### Exercise instructions
Rewrite the lines below, putting "piece of sliced chicken" wherever "sliced piece of chicken" appears and keeping everything else the same.

(Recorded data)
— START —
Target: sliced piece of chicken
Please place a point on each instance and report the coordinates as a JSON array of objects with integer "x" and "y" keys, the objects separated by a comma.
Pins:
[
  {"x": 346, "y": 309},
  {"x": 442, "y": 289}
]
— END —
### Output of the exercise
Target: piece of sliced chicken
Please place a point on each instance and report the coordinates as a JSON array of objects with integer "x" and "y" keys, the objects separated by a comma.
Pins:
[
  {"x": 346, "y": 309},
  {"x": 442, "y": 289}
]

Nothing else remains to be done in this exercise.